[REQUIREMENT]
From the records that follow, give the number of lines that include the word "bowl", with no further words.

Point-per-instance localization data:
════════════════════

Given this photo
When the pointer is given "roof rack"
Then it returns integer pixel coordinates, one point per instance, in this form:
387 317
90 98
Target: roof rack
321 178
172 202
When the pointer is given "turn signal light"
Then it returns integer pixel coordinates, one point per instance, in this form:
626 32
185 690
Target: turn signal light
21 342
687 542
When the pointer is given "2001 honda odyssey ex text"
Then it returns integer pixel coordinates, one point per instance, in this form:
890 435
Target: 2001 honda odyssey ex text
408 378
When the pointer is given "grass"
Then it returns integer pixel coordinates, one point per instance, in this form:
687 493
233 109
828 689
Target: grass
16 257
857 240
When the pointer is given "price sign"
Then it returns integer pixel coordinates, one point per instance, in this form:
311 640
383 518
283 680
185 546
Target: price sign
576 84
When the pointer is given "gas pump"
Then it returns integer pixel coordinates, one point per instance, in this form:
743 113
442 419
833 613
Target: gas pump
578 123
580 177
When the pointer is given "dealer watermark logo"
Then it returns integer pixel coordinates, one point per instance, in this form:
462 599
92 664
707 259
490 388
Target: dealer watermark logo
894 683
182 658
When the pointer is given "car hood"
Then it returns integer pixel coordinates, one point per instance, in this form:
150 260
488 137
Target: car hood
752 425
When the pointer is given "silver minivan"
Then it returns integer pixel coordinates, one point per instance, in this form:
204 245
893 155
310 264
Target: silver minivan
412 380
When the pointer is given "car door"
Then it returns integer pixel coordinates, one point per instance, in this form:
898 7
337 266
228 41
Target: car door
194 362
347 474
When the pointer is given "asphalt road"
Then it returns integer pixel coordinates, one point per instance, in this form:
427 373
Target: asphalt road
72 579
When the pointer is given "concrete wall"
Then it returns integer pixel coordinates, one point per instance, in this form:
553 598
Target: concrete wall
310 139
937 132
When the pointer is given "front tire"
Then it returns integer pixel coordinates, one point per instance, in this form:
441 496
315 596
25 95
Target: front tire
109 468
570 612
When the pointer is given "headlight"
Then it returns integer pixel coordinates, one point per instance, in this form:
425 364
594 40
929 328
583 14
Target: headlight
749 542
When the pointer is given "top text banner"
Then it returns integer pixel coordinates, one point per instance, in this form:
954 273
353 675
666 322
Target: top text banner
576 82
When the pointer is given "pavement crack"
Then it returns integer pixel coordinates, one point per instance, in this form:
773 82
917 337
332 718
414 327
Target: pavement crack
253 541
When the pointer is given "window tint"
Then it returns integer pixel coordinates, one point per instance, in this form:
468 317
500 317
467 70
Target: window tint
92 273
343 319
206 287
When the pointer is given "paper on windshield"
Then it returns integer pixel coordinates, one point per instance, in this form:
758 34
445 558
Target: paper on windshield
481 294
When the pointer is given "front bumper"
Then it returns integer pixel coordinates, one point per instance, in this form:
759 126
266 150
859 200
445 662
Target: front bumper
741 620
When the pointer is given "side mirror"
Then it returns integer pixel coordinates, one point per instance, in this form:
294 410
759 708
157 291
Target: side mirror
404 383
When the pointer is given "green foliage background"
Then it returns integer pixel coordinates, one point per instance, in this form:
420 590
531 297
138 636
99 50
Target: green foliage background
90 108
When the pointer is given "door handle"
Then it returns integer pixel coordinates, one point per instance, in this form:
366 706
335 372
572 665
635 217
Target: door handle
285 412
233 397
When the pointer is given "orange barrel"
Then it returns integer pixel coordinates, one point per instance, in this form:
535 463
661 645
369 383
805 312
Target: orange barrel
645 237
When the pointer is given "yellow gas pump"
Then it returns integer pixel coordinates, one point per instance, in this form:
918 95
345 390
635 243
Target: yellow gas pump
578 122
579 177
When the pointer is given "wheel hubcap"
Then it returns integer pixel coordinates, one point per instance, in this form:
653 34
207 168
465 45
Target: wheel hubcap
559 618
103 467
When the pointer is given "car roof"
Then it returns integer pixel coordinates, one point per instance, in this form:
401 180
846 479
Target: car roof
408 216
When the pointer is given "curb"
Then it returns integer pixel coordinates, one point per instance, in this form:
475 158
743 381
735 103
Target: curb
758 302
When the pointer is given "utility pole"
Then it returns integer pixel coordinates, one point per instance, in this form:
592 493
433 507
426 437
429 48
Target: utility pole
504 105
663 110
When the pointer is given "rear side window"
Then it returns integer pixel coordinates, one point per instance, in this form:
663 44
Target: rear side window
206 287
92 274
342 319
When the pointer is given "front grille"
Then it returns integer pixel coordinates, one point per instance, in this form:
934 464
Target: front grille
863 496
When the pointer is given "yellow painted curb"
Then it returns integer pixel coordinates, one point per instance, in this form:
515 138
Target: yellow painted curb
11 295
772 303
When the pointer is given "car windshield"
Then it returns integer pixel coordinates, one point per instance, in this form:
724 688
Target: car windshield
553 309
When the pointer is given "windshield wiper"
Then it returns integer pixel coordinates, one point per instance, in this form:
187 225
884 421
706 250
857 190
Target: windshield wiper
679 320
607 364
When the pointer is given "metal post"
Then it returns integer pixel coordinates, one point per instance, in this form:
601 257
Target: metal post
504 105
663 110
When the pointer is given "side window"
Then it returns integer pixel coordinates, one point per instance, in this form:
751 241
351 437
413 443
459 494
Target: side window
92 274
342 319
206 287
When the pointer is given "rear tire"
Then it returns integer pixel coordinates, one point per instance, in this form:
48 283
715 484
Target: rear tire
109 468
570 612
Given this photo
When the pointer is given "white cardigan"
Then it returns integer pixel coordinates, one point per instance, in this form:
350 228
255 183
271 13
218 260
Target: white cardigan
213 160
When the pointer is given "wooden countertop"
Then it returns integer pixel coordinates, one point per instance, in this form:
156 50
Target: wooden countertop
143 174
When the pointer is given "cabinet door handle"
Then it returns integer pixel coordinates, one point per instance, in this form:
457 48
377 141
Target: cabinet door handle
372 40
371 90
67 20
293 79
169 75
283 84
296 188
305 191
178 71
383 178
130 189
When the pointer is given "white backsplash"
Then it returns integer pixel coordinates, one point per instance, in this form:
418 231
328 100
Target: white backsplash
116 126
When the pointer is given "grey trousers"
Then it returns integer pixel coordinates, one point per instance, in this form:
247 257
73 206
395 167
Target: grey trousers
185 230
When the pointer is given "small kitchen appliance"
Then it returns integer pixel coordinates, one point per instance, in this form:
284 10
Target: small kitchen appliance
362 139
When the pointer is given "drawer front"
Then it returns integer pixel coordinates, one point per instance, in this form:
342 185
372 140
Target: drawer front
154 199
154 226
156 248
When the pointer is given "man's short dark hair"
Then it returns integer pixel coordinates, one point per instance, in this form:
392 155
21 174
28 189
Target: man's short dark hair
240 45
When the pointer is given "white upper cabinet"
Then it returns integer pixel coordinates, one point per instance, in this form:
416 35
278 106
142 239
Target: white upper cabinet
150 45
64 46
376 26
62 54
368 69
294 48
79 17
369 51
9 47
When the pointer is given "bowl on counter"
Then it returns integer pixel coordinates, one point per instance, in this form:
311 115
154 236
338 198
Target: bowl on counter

════════════════════

[TASK RESPONSE]
2